DOCUMENT SEGMENT:
--- Start ---
Marjet van der Graaff (born 22 July 1982) is a professional golfer from the Netherlands. She played on the Ladies European Tour and won the 2009 European Ladies Golf Cup.

Career
Van der Graaff started to play golf at age 13 at Broekpolder Golf Club in Vlaardingen and went to college in the Netherlands. In 2006 she won the Italian Ladies Amateur Championship and the following year she was runner-up at the Finnish Ladies Amateur Championship and won the Swiss Ladies Amateur Championship. She represented the Netherlands in the 2006 Espirito Santo Trophy.

In 2008, van der Graaff joined the Ladies European Tour and finished the season ranked 83rd to keep her card. She secured her first professional victory by winning the 2009 European Ladies Golf Cup by 4 strokes together with Christel Boeljon at La Sella Golf Resort in Alicante, Spain.
--- End ---
PROVIDED DATA:
--- Start ---
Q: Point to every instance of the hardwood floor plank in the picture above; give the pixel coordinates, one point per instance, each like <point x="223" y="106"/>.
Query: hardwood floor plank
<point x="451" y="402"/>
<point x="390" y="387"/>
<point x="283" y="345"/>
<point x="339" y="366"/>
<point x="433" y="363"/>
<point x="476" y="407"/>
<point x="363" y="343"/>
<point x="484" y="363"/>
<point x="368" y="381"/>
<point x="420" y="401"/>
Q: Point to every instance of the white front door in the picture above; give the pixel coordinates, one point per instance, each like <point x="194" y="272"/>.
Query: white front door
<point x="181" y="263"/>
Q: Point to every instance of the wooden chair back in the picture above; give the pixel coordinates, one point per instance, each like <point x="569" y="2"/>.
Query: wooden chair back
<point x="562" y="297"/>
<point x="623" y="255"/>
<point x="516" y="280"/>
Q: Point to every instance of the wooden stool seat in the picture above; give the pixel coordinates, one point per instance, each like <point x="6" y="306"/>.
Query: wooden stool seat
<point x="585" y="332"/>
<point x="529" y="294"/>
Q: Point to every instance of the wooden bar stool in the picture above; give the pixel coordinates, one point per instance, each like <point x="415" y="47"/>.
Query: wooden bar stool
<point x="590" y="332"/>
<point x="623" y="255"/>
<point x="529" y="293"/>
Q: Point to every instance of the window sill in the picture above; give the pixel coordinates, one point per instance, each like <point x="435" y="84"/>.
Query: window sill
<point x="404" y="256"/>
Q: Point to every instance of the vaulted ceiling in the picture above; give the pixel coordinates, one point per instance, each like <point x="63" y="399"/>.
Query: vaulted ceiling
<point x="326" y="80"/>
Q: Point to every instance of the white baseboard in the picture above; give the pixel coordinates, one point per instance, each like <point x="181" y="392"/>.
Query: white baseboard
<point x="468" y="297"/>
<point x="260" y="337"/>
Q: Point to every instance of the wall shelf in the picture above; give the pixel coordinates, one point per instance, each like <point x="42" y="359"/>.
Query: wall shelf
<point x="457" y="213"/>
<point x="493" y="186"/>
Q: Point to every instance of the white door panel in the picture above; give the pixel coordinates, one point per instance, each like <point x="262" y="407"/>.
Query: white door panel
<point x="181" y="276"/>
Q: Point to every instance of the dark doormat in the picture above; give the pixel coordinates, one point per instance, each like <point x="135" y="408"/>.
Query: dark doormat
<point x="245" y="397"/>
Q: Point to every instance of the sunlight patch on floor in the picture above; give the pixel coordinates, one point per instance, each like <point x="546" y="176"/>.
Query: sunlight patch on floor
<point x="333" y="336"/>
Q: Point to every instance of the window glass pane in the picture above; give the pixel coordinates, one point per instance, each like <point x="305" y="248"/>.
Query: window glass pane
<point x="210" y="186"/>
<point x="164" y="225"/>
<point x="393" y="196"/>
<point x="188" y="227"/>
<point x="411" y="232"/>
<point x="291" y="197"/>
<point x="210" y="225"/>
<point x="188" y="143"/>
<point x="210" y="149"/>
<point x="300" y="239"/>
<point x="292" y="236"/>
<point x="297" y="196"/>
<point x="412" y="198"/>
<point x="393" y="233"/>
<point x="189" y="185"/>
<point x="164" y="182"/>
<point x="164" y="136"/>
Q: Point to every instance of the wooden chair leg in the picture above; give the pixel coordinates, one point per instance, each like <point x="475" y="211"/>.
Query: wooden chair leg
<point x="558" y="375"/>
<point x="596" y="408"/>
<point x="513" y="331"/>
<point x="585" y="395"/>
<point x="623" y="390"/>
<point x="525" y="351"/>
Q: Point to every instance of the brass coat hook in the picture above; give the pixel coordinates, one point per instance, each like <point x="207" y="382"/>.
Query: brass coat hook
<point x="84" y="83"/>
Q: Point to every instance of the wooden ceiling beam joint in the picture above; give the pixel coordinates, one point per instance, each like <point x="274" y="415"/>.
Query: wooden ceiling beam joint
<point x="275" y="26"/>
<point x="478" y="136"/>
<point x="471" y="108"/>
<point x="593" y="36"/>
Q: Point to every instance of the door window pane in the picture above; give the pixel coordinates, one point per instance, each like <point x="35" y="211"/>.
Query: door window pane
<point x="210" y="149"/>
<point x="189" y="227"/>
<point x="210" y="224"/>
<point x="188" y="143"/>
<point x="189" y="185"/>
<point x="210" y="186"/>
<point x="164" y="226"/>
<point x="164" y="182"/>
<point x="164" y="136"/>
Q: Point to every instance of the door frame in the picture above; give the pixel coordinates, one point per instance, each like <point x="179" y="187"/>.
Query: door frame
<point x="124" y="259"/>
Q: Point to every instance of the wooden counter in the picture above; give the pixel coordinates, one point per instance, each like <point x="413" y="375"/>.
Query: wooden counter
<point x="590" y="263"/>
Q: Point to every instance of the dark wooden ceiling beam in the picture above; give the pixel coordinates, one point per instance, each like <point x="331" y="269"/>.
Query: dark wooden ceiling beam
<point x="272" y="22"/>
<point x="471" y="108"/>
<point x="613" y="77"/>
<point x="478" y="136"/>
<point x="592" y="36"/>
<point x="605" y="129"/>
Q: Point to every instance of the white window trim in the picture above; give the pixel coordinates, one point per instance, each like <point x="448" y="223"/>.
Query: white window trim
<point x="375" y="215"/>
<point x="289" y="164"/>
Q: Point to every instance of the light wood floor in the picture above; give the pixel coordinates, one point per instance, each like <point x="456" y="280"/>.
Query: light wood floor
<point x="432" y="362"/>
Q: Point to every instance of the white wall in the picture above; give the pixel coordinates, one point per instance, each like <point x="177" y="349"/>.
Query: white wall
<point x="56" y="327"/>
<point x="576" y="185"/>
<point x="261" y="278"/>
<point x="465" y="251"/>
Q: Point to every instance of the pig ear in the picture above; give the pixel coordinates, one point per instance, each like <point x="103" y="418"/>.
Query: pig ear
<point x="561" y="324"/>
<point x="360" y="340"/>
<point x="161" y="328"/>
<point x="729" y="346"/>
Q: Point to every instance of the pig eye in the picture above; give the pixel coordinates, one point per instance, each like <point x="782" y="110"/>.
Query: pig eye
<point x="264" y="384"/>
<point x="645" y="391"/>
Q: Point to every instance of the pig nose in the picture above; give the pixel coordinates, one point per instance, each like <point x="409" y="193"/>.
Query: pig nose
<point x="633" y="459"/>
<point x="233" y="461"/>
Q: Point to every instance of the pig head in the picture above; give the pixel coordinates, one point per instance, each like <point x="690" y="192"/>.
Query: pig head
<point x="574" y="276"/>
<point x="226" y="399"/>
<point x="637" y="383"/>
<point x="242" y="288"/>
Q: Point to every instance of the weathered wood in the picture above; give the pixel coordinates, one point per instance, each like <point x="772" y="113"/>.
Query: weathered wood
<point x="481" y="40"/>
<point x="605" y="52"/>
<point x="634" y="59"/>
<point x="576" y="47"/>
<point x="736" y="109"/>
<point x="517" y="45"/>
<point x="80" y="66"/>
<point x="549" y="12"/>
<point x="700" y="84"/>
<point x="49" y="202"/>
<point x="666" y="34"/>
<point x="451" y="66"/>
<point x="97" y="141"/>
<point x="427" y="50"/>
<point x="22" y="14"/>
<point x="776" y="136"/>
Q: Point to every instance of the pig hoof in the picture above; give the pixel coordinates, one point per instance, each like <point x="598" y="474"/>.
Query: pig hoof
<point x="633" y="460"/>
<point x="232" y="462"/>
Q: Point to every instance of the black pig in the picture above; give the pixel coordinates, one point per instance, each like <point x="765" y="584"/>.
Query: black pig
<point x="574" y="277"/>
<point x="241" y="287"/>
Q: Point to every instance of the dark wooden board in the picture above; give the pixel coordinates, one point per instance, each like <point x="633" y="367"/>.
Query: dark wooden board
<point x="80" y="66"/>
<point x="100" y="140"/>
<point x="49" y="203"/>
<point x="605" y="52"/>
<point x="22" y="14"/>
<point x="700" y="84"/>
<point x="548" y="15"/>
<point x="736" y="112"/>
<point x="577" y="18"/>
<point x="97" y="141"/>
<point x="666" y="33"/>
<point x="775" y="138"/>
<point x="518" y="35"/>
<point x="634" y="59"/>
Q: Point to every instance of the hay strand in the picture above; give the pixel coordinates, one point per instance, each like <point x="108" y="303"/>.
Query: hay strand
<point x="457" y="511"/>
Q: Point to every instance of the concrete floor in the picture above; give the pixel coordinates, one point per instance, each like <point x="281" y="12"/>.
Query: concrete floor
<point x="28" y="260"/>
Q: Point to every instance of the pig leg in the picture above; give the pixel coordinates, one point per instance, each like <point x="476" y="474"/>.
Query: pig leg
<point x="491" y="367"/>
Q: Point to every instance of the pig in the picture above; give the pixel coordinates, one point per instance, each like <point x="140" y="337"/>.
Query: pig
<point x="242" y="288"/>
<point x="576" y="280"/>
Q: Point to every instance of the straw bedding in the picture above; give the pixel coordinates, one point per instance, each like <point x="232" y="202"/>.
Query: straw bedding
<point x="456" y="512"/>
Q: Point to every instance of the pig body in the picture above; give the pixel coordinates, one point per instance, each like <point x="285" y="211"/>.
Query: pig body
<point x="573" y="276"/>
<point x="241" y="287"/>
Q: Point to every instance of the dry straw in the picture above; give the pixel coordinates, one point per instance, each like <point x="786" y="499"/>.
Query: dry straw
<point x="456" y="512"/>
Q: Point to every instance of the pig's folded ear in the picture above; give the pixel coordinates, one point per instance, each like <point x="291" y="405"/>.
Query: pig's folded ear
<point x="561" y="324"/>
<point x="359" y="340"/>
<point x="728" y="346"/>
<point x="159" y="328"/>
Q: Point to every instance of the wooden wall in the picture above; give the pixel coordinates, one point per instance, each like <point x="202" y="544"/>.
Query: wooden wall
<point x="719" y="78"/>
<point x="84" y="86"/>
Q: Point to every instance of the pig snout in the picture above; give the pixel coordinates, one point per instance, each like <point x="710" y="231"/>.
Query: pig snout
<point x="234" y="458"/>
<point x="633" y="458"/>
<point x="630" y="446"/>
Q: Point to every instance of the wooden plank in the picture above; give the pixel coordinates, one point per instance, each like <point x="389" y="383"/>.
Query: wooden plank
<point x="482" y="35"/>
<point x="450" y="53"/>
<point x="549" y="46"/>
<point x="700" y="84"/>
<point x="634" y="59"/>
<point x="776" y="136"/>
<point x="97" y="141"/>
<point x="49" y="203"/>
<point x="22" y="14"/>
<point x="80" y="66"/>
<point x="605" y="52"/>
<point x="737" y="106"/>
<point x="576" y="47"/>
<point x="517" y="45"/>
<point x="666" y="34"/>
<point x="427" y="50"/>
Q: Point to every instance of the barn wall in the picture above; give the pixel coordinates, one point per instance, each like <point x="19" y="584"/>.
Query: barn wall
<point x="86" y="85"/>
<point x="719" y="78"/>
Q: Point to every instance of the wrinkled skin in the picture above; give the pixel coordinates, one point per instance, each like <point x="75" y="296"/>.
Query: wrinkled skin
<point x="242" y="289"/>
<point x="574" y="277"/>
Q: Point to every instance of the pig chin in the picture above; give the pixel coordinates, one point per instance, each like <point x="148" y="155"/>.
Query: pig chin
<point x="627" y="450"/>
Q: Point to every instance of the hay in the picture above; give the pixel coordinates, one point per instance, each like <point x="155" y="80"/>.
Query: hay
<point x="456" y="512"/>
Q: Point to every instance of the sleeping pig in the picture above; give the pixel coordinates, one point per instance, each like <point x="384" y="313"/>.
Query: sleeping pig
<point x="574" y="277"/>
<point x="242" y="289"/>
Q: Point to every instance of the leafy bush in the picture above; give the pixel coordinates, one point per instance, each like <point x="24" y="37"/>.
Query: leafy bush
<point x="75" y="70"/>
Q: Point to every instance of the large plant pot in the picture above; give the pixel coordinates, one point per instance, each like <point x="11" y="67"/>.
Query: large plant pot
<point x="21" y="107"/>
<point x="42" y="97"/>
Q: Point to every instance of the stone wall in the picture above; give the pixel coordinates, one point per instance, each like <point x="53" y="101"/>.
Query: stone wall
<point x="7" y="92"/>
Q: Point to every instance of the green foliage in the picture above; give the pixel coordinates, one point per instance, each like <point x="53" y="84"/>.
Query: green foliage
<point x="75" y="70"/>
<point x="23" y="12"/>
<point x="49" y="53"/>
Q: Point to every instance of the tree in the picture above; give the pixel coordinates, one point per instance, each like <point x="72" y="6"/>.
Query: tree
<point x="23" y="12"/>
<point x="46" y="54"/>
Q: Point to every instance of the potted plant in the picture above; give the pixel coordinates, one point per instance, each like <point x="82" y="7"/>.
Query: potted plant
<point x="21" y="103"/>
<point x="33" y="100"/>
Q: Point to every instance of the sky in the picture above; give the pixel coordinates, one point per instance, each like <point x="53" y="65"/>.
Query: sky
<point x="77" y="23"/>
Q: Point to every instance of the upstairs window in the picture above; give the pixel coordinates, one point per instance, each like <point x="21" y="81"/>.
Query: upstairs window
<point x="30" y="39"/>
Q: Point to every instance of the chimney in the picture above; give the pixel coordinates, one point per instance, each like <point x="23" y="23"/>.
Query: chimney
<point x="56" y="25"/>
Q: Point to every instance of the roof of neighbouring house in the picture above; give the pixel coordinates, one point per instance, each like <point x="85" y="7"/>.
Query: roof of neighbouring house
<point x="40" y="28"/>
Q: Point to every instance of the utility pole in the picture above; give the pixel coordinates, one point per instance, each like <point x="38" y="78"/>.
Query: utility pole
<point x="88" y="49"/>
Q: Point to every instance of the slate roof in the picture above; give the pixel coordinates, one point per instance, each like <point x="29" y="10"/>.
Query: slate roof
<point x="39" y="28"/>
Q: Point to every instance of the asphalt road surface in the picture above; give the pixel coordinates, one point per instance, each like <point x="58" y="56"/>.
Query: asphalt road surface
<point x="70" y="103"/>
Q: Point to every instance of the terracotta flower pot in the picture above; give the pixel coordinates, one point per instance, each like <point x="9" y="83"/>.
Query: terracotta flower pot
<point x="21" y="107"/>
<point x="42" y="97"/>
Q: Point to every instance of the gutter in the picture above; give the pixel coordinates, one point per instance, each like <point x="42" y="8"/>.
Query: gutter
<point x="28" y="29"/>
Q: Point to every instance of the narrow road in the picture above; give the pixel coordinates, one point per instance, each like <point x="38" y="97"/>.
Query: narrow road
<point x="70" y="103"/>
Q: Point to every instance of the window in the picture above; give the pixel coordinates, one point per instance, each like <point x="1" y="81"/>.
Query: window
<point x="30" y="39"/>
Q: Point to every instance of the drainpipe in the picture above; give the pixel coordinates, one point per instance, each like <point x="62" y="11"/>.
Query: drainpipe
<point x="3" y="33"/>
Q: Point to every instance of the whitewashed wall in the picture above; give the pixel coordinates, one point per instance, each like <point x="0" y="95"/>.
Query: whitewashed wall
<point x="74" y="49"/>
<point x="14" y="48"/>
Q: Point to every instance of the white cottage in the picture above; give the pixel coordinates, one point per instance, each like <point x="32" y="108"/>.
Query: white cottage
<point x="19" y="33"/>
--- End ---
SHORT EXERCISE 1: According to the golfer profile, at which club did Marjet van der Graaff start playing golf?
SHORT EXERCISE 2: Pick up the profile of the Dutch golfer Marjet van der Graaff after its final sentence and write the next part.

TASK RESULT 1: Broekpolder Golf Club in Vlaardingen.

TASK RESULT 2:
In 2012 she played 14 LET events, made 8 cuts and posted 2 top-10 finishes, tied seventh at the Raiffeisenbank Prague Golf Masters and tied fourth at the Ladies Swiss Open, one stroke away from joining a three-way playoff between Carly Booth, Caroline Masson and Anja Monke. She also made three starts in the 2012 LET Access Series and won the Banesto Tour Zaragoza at La Peñaza GC in Zaragoza, Spain, one stroke ahead of Carlota Ciganda

In 2013, her final season on the LET, van der Graaff finished tied fourth at the Ladies German Open, two strokes behind Charley Hull and Carlota Ciganda.

Amateur wins (2)
 2006 Italian Ladies Amateur
 2007 Swiss Ladies Amateur

Professional wins (2)

Ladies European Tour (1)

2009 European Ladies Golf Cup (with Christel Boeljon)

LET Access Series (1)

Results in LPGA majors

CUT = missed the half-way cut

Team appearances
Amateur
European Ladies' Team Championship (representing Netherlands): 2005
Espirito Santo Trophy (representing Netherlands): 2006

Professional
European Ladies Golf Cup (representing Netherlands): 2009 (winner)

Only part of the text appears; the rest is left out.